_Do this:_ Collect every line in the items below that contains the word "trunk" and copy each such line in full.

_Material provided:_
▼

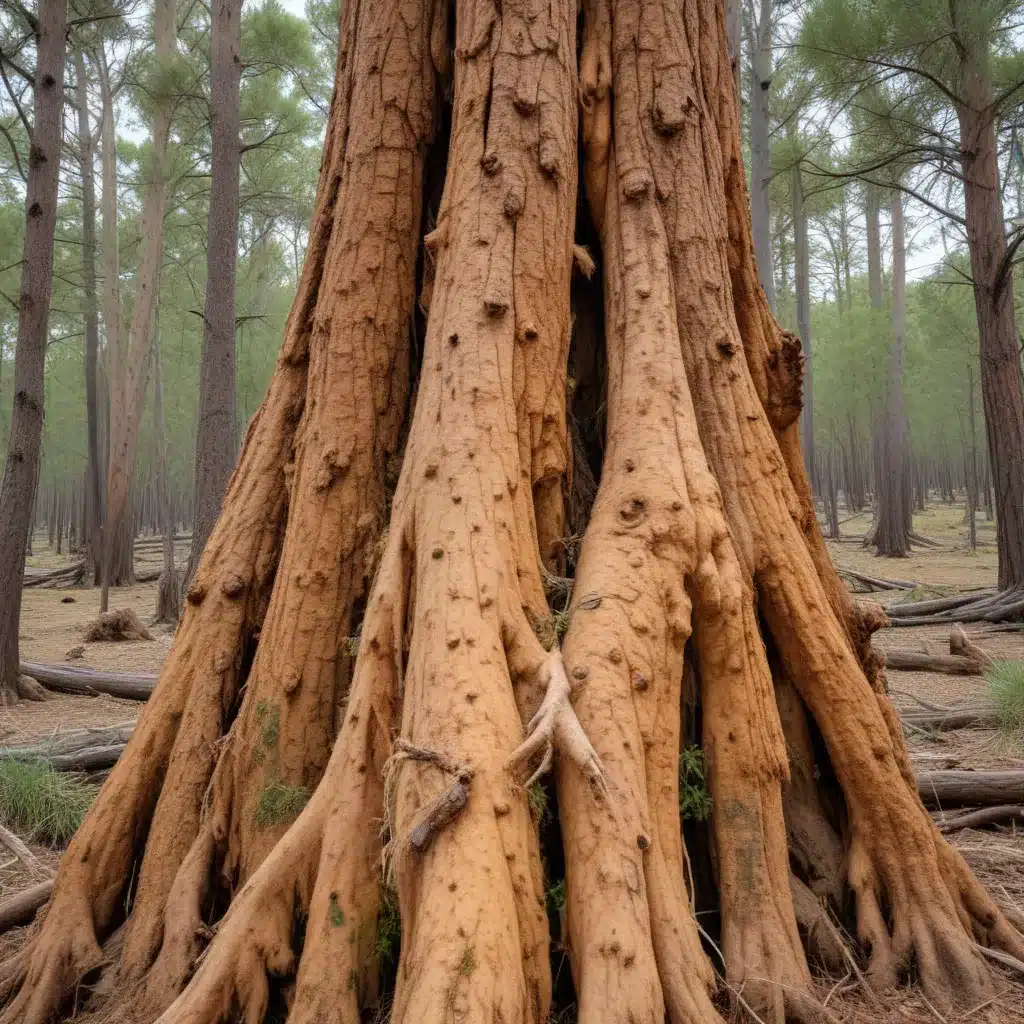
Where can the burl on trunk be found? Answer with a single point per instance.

▲
▼

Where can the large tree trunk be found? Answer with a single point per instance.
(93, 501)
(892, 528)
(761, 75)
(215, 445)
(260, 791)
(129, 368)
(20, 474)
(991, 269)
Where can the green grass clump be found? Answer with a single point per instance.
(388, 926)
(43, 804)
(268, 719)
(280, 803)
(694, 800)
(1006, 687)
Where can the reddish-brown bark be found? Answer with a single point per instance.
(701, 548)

▲

_Exercise response:_
Where can the burl on trunk be found? Answer with a single point per instance.
Where can the large tree trunk be found? Answer with a single point per instance.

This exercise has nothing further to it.